EXCERPTED PASSAGE Start Marker

MAGNN ( Multi-Scale Adaptive GNN ) for MTS Forecasting (2022)

Abstract
Introduction
Related Works
1. Graph Learning for MTS
Preliminaries
1. Problem Formulation
2. GNN
Methodology
1. Framework
2. Multi-scale Pyramid Network
3. Adaptive Graph Learning
4. Multi-scale Temporal GNN
5. Scale-wise Fusion
6. Output module & Objective function

0. Abstract

Backgound

need to consider both complex intra-variable & inter-variable dependencies
multi-scale temporal patterns in many real-world MTS

MAGNN

Multi-Scale Adaptive GNN

Multi-scale pyramid network
- preserve the underlying temporal dependencies at different time scale
Adaptive graph learning module
- to infer the scale specific inter-variable dependencies
With (1) & (2)

EXCERPTED PASSAGE End Marker
GIVEN DATA Start Marker

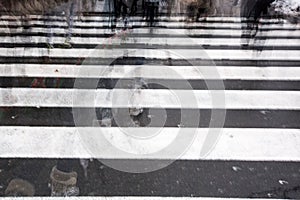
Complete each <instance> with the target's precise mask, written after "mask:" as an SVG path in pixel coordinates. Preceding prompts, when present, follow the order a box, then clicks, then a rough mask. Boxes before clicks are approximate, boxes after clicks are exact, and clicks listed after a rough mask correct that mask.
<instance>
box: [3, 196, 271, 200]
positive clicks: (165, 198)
mask: <svg viewBox="0 0 300 200" xmlns="http://www.w3.org/2000/svg"><path fill="white" fill-rule="evenodd" d="M67 198H68V200H141V199H143V200H222V199H225V200H226V199H228V200H230V199H231V200H250V198H224V197H222V198H213V197H154V196H153V197H152V196H120V197H91V196H86V197H85V196H81V197H67ZM2 199H4V200H61V199H62V197H2ZM251 199H252V198H251ZM270 199H271V198H268V199H260V200H270Z"/></svg>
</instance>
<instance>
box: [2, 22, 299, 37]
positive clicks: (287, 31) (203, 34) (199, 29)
mask: <svg viewBox="0 0 300 200" xmlns="http://www.w3.org/2000/svg"><path fill="white" fill-rule="evenodd" d="M0 23H1V22H0ZM0 31H1V32H3V33H24V31H25V30H24V29H23V28H21V27H20V28H0ZM52 31H53V32H54V33H63V34H64V33H65V32H66V29H64V28H53V29H52ZM26 32H27V33H28V34H30V33H48V32H49V29H47V28H37V27H33V28H31V29H29V30H26ZM120 32H121V31H120ZM127 32H128V33H130V32H132V33H135V34H149V33H150V29H147V28H138V29H133V31H130V32H129V31H127ZM72 33H73V34H111V33H113V32H112V31H111V30H109V29H94V28H88V29H78V28H73V29H72ZM152 34H168V35H187V36H188V35H218V36H224V35H229V36H241V34H242V31H241V30H226V29H225V30H216V29H211V30H207V29H202V30H201V29H190V30H187V29H161V28H155V29H153V31H152ZM299 34H300V31H288V30H272V31H269V32H267V34H263V36H266V37H268V36H269V37H299Z"/></svg>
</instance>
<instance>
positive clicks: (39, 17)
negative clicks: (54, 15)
mask: <svg viewBox="0 0 300 200" xmlns="http://www.w3.org/2000/svg"><path fill="white" fill-rule="evenodd" d="M27 17H28V18H29V19H48V18H49V17H47V16H44V15H27ZM0 19H2V20H5V19H14V20H16V19H21V16H11V15H1V16H0ZM50 19H62V17H61V16H50ZM80 19H82V20H109V17H105V16H80ZM130 19H134V20H142V19H143V18H142V17H136V16H135V17H130ZM158 19H161V20H174V21H176V20H185V19H186V16H170V17H164V16H162V17H158ZM205 19H206V21H212V22H213V21H224V22H240V21H241V20H246V18H241V17H206V18H205ZM74 20H79V18H78V17H77V16H75V17H74ZM200 20H201V19H200ZM261 21H263V22H278V21H279V19H261ZM280 21H284V22H287V20H283V19H280Z"/></svg>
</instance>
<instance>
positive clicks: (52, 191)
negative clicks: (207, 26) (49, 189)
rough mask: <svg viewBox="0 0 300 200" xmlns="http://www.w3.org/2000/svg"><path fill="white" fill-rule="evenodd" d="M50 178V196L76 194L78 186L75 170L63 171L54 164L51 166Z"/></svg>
mask: <svg viewBox="0 0 300 200" xmlns="http://www.w3.org/2000/svg"><path fill="white" fill-rule="evenodd" d="M50 179H51V181H52V183H51V196H78V195H79V188H78V187H76V184H77V173H76V172H63V171H60V170H58V169H57V167H56V166H54V167H53V168H52V171H51V174H50Z"/></svg>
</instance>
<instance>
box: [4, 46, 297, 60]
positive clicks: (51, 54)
mask: <svg viewBox="0 0 300 200" xmlns="http://www.w3.org/2000/svg"><path fill="white" fill-rule="evenodd" d="M0 56H2V57H17V56H18V57H41V56H49V57H56V58H82V57H86V58H111V59H116V58H118V57H123V56H128V57H142V58H148V59H170V58H171V59H174V60H177V59H180V60H182V59H209V60H215V59H226V60H242V61H243V60H265V61H270V60H272V61H277V60H286V61H299V60H300V51H298V50H263V51H252V50H232V49H230V50H211V49H117V48H114V49H103V46H100V47H99V48H98V49H51V50H49V49H47V48H22V47H19V48H0Z"/></svg>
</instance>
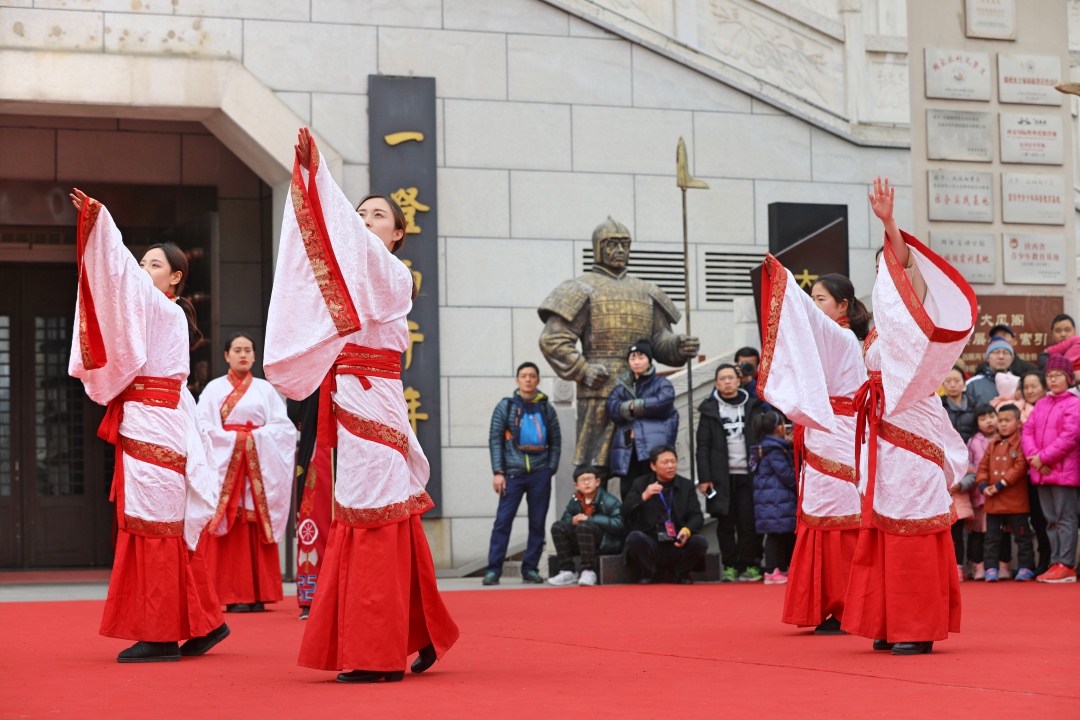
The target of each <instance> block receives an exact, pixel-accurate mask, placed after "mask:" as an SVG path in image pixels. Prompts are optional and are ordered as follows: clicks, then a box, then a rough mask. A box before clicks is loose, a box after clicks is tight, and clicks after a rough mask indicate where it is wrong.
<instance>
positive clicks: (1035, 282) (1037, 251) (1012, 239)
mask: <svg viewBox="0 0 1080 720" xmlns="http://www.w3.org/2000/svg"><path fill="white" fill-rule="evenodd" d="M1002 239H1003V244H1004V247H1002V250H1003V256H1002V257H1003V258H1004V262H1003V264H1004V270H1005V283H1009V284H1013V285H1024V284H1030V285H1064V284H1065V281H1066V277H1065V237H1063V236H1062V235H1030V234H1025V235H1017V234H1010V233H1005V234H1004V235H1003V237H1002Z"/></svg>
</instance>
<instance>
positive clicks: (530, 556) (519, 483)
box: [487, 468, 551, 575]
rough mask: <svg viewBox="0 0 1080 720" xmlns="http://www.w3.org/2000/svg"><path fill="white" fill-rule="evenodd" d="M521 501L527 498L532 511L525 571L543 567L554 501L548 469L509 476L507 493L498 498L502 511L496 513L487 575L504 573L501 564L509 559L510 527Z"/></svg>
mask: <svg viewBox="0 0 1080 720" xmlns="http://www.w3.org/2000/svg"><path fill="white" fill-rule="evenodd" d="M522 498H525V502H526V503H527V504H528V510H529V539H528V542H527V543H526V545H525V560H524V561H523V562H522V572H523V573H524V572H528V571H529V570H537V569H538V568H539V567H540V554H541V553H542V552H543V535H544V525H545V524H544V520H545V519H546V517H548V504H549V503H550V502H551V471H550V470H546V468H545V470H536V471H532V472H531V473H528V474H526V475H517V476H516V477H511V476H509V475H508V476H507V491H505V492H503V493H502V498H500V499H499V510H497V511H496V513H495V527H494V528H491V548H490V549H489V551H488V553H487V570H488V572H494V573H496V574H499V575H501V574H502V563H503V562H504V561H505V559H507V548H508V547H509V546H510V528H512V527H513V525H514V516H515V515H517V507H518V506H519V505H521V504H522Z"/></svg>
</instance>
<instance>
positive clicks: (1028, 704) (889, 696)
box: [0, 581, 1080, 720]
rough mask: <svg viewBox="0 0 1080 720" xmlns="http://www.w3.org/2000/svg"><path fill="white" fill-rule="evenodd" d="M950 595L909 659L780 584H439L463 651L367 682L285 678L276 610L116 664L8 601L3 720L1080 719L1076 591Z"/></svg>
mask: <svg viewBox="0 0 1080 720" xmlns="http://www.w3.org/2000/svg"><path fill="white" fill-rule="evenodd" d="M510 582H513V581H510ZM962 588H963V631H962V633H961V634H960V635H955V636H953V638H951V639H949V640H947V641H945V642H940V643H937V644H935V647H934V652H933V654H932V655H923V656H918V657H893V656H892V655H890V654H888V653H877V652H873V651H872V650H870V643H869V641H868V640H864V639H862V638H856V637H826V638H816V637H813V636H811V635H810V634H809V633H808V631H807V630H797V629H794V628H789V627H787V626H784V625H781V624H780V623H779V622H778V619H779V617H780V610H781V600H782V597H783V590H784V588H783V587H782V586H771V587H765V586H761V585H760V584H757V585H753V586H751V585H694V586H672V585H653V586H647V587H645V586H613V587H594V588H578V587H571V588H552V589H535V590H522V592H501V590H468V592H456V593H446V594H445V596H444V597H445V599H446V603H447V606H448V607H449V609H450V612H453V613H454V616H455V619H456V620H457V622H458V624H459V625H460V626H461V640H460V641H459V643H458V646H457V647H456V648H455V649H454V650H453V651H451V652H450V654H449V655H448V656H447V658H446V660H445V661H444V662H441V663H437V664H436V665H435V667H433V668H432V669H431V670H429V671H428V673H427V674H424V675H422V676H414V675H406V677H405V680H404V681H403V682H400V683H394V684H378V685H342V684H338V683H336V682H334V681H333V680H334V675H333V674H330V673H320V671H315V670H309V669H306V668H300V667H297V665H296V654H297V650H298V648H299V643H300V635H301V634H302V631H303V623H302V622H300V621H298V620H297V619H296V610H295V606H294V603H293V602H292V601H289V600H288V599H286V601H285V602H284V603H281V604H280V606H276V607H278V609H276V610H273V611H271V612H267V613H264V614H248V615H229V616H227V617H228V622H229V624H230V626H231V627H232V637H230V638H229V639H228V640H226V641H225V642H222V643H221V644H220V646H218V647H217V648H215V649H214V650H213V651H211V653H210V654H208V655H206V656H204V657H195V658H185V660H181V661H180V662H179V663H164V664H154V665H119V664H118V663H117V662H116V654H117V652H119V651H120V650H122V649H123V648H124V647H125V646H126V644H127V643H126V642H124V641H121V640H112V639H107V638H103V637H100V636H98V635H97V625H98V622H99V621H100V615H102V602H100V601H69V602H33V603H5V604H2V606H0V613H2V614H3V628H4V630H3V634H2V640H0V649H2V652H0V678H3V680H2V681H0V717H27V718H41V717H65V718H103V717H108V718H111V719H116V720H119V719H123V718H138V719H140V720H143V719H145V718H151V717H163V718H198V717H222V718H260V719H269V718H289V719H291V720H298V719H302V718H334V717H387V718H397V717H400V718H414V717H417V718H419V717H434V718H485V717H491V718H495V717H500V718H503V717H511V718H514V719H515V720H522V719H525V718H556V717H567V718H620V719H621V718H703V717H732V716H733V717H753V718H756V719H762V718H805V717H822V718H838V717H851V718H866V717H875V718H878V717H880V718H912V717H924V718H948V720H959V719H960V718H981V719H985V718H1003V717H1037V718H1076V717H1080V683H1078V682H1077V676H1076V668H1077V667H1078V664H1080V617H1078V613H1077V608H1078V606H1080V586H1078V585H1058V586H1048V585H1036V584H1034V583H1031V584H1028V585H1021V584H1015V583H1011V582H1008V583H999V584H997V585H985V584H982V583H964V584H963V586H962Z"/></svg>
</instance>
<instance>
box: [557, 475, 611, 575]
mask: <svg viewBox="0 0 1080 720" xmlns="http://www.w3.org/2000/svg"><path fill="white" fill-rule="evenodd" d="M598 475H599V471H598V470H597V468H596V467H592V466H590V465H582V466H581V467H578V468H577V470H575V471H573V487H575V489H576V490H577V492H575V493H573V497H572V498H570V502H568V503H567V504H566V511H565V512H564V513H563V519H561V520H558V521H557V522H555V524H554V525H552V526H551V539H552V541H554V543H555V552H556V553H557V555H558V570H559V572H558V574H557V575H554V576H553V578H551V579H550V580H549V581H548V582H549V583H551V584H552V585H572V584H575V583H577V584H578V585H595V584H596V571H597V570H598V569H599V558H598V556H600V555H618V554H619V553H621V552H622V536H623V535H624V534H625V533H626V530H625V526H624V525H623V521H622V510H621V507H620V506H619V499H618V498H616V497H615V495H612V494H611V493H609V492H608V491H607V490H604V489H603V488H600V479H599V477H598ZM575 555H580V556H581V578H580V579H579V578H578V573H576V572H575V571H573V556H575Z"/></svg>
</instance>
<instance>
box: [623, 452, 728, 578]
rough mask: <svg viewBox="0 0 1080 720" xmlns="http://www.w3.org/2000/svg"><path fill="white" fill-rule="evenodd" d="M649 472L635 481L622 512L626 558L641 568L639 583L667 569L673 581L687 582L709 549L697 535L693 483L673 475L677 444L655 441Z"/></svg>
mask: <svg viewBox="0 0 1080 720" xmlns="http://www.w3.org/2000/svg"><path fill="white" fill-rule="evenodd" d="M649 467H650V468H651V471H652V472H651V473H649V474H648V475H643V476H640V477H638V478H637V479H636V480H634V485H633V486H631V489H630V492H629V493H627V494H626V499H625V500H623V501H622V515H623V518H624V520H625V522H626V525H627V527H629V528H631V532H630V534H629V535H626V557H627V559H629V560H630V561H631V562H634V563H636V565H637V567H638V569H639V570H640V571H642V583H643V584H649V583H653V582H656V580H657V573H658V572H662V571H664V570H667V571H670V572H671V574H672V578H673V579H674V581H675V582H677V583H683V584H689V583H691V582H692V581H691V580H690V570H691V569H693V567H694V566H697V565H698V563H699V562H700V561H701V560H702V558H704V557H705V553H707V552H708V541H706V540H705V539H704V538H702V536H701V535H700V534H697V533H699V532H701V528H702V526H703V525H704V522H705V518H704V516H703V515H702V514H701V506H700V505H699V504H698V498H697V495H696V494H694V492H693V483H691V481H690V480H689V479H687V478H685V477H683V476H681V475H676V474H675V471H676V470H677V468H678V459H677V458H676V456H675V448H674V447H672V446H670V445H658V446H657V447H654V448H652V450H651V451H650V452H649Z"/></svg>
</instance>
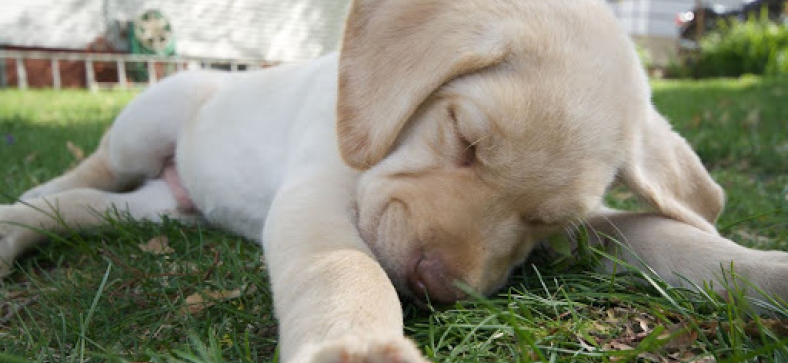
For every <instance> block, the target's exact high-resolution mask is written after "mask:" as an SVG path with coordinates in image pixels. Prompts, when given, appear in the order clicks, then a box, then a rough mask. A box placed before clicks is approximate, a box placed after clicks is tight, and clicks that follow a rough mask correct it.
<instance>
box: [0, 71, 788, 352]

GIVEN DATA End Marker

EXPLORE THE MATERIAL:
(1) According to the MAGNN notes, what does the adaptive graph learning module infer?
(2) Condense the MAGNN notes' paragraph beginning "Multi-scale pyramid network" into one sentence that keeps both components and their roles.

TASK ANSWERS:
(1) The scale-specific inter-variable dependencies.

(2) The multi-scale pyramid network preserves the underlying temporal dependencies at different time scales, and the adaptive graph learning module infers the scale-specific inter-variable dependencies.